Document extract
Rethinking office density and cost

Teleworking, cubicles and premium workspaces
Monday, March 8, 2021
By Bill Robert

After months of remote work environments, many companies are now reviewing their workspace strategy, as the empty office could become a new reality for an unknown period.

Reducing office density and expenses has become a new mandatory norm

Once buzzing with activity, downtown offices are now empty and under-utilized. Although the pandemic might have been the catalyst for adopting a new model and a new corporate vision, offices did not become empty overnight. In fact, most companies had an average utilization rate of only 40 per cent before the pandemic. Now it’s getting even worse.

Methodology is being developed to analyze the employee experience by using analytics and ethnography. Proprietary research has already uncovered new trends to help companies rethink their office spaces and operating costs while maintaining productivity and employee motivation. Data scientists analyze patterns and correlations of office space utilization. By relying on an analytical platform and on an in-house dashboard, consulting teams can crunch the data to better implement solutions and new workplace models.

Teleworking, the perfect solution? Not so fast.

The satellite workplace could symbolize a new workplace trend for companies that want to cut costs and density. Teleworking has been optimal for those who wish to be closer to their loved ones or want to reduce their daily commuting time. Although this new model seems to work well for many and meets a strong need for flexibility, the ability for employees to get together physically remains paramount.

Productivity has also decreased for a small part of the workforce due to lack of access to the right material, such as powerful computers or because employees are no longer able to properly collaborate. Further, some feel the need to physically return to the office, whether for mental health reasons, to maintain their motivation or simply because the tasks require it.

The return of the office cubicle

Some have even suggested that cubicles could make their come back. Wrongly defined as the most despised piece of furniture in modern workplace design, cubicles have been criticized for obstructing the flow, visual interaction and the ability to freely discuss with colleagues in the office. But this could change.

Cubicles could be reintroduced in an intelligent and modern way, alongside spaces dedicated to collaboration. While being an inexpensive solution to create some sort of privacy at work, they are practical and modular. Cubicles may not on their own be a solution, but ultimately, they remain a key piece of the puzzle for workplace reorganization when combined with other collaborative spaces.

Towards a premium workspace

Offices do have a place, but one thing is certain: they will no longer have the same usefulness. To maintain, or even improve, productivity, creativity and innovation, a reorganization is necessary, and it should go through an experiential transformation.

Region pointing data
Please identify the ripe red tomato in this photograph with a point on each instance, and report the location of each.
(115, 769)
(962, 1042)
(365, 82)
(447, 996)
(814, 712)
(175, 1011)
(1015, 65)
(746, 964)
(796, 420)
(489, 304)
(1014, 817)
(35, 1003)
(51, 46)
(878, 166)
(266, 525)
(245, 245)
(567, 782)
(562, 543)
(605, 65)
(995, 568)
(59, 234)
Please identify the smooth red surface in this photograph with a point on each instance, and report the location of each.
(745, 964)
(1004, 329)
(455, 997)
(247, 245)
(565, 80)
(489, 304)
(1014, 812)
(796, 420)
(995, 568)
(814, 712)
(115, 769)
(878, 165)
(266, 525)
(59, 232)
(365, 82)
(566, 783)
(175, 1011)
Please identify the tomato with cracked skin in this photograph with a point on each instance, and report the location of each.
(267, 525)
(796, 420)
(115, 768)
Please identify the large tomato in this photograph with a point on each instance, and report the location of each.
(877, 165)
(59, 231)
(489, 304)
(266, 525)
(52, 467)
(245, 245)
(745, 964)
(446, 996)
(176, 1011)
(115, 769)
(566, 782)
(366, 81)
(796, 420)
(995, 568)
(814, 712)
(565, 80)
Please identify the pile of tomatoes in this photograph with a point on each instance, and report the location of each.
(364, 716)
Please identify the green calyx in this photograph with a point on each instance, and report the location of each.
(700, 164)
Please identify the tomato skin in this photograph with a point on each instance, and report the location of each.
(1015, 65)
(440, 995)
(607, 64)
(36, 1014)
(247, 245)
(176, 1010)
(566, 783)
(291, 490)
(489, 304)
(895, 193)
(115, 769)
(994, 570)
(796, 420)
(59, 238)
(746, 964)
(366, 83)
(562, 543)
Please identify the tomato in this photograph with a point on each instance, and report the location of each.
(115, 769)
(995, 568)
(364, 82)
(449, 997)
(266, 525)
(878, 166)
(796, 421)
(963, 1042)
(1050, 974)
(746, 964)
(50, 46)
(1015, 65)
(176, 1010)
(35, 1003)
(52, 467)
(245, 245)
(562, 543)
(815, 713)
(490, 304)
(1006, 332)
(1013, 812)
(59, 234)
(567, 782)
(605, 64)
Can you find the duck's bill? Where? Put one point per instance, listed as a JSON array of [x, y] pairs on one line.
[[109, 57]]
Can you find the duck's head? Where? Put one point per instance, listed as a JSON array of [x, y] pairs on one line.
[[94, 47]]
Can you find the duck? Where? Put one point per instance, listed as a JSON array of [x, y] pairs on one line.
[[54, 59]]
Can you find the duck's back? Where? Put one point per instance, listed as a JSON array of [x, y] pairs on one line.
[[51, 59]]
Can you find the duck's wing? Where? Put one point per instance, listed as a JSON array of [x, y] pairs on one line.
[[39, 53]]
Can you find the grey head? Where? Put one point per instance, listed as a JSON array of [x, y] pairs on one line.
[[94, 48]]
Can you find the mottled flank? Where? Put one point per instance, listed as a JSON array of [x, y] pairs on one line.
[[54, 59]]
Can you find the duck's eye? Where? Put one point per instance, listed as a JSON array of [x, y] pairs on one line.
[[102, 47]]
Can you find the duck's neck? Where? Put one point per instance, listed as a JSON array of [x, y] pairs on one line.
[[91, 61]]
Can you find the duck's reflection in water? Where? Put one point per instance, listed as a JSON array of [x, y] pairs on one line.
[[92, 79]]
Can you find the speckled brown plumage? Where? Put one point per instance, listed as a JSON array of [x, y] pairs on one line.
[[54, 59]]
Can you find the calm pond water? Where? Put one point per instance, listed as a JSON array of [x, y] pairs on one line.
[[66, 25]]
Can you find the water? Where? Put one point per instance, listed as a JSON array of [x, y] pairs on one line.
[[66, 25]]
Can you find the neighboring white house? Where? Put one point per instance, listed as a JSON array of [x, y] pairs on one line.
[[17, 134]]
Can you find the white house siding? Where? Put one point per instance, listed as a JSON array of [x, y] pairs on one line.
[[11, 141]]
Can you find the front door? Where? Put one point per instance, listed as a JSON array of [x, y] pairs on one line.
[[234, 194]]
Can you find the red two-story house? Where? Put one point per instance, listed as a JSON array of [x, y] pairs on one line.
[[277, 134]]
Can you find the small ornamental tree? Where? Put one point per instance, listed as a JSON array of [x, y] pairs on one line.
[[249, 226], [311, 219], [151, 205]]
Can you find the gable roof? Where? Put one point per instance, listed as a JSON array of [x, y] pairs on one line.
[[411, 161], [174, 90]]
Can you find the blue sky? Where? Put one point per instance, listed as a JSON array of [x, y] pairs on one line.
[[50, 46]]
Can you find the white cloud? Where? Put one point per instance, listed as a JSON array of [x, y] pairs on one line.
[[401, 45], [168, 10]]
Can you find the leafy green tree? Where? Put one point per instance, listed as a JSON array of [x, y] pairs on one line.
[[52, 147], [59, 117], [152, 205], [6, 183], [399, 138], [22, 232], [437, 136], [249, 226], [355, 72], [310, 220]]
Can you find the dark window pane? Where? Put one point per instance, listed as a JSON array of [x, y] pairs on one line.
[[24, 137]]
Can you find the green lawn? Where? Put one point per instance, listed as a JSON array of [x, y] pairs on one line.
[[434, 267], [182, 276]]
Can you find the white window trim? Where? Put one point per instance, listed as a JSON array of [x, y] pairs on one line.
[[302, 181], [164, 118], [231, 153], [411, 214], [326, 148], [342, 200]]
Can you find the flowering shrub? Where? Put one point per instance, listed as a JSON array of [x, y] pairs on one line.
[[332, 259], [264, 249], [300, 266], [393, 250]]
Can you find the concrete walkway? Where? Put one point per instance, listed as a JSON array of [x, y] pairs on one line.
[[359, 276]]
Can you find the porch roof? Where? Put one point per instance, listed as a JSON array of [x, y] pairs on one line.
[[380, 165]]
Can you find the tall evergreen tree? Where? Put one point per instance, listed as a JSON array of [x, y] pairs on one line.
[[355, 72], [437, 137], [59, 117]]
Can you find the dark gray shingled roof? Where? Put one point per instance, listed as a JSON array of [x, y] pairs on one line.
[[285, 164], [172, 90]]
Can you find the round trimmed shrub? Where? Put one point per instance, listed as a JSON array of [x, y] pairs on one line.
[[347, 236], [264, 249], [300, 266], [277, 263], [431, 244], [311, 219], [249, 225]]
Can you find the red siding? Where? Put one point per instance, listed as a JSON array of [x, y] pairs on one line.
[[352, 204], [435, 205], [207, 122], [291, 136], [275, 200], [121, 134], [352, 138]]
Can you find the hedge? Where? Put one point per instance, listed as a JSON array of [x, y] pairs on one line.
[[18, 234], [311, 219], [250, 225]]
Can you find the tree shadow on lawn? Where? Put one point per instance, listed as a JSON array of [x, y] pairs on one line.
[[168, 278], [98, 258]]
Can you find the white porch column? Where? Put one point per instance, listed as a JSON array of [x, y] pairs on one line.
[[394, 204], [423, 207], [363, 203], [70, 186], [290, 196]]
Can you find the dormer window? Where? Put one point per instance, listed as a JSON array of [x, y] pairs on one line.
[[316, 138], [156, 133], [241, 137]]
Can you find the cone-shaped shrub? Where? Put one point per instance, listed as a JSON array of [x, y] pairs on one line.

Problem description
Write out the passage from the office density article, word for word, covering the stretch from "Once buzzing with" through "new workplace models.".

Written reply
Once buzzing with activity, downtown offices are now empty and under-utilized. Although the pandemic might have been the catalyst for adopting a new model and a new corporate vision, offices did not become empty overnight. In fact, most companies had an average utilization rate of only 40 per cent before the pandemic. Now it’s getting even worse.

Methodology is being developed to analyze the employee experience by using analytics and ethnography. Proprietary research has already uncovered new trends to help companies rethink their office spaces and operating costs while maintaining productivity and employee motivation. Data scientists analyze patterns and correlations of office space utilization. By relying on an analytical platform and on an in-house dashboard, consulting teams can crunch the data to better implement solutions and new workplace models.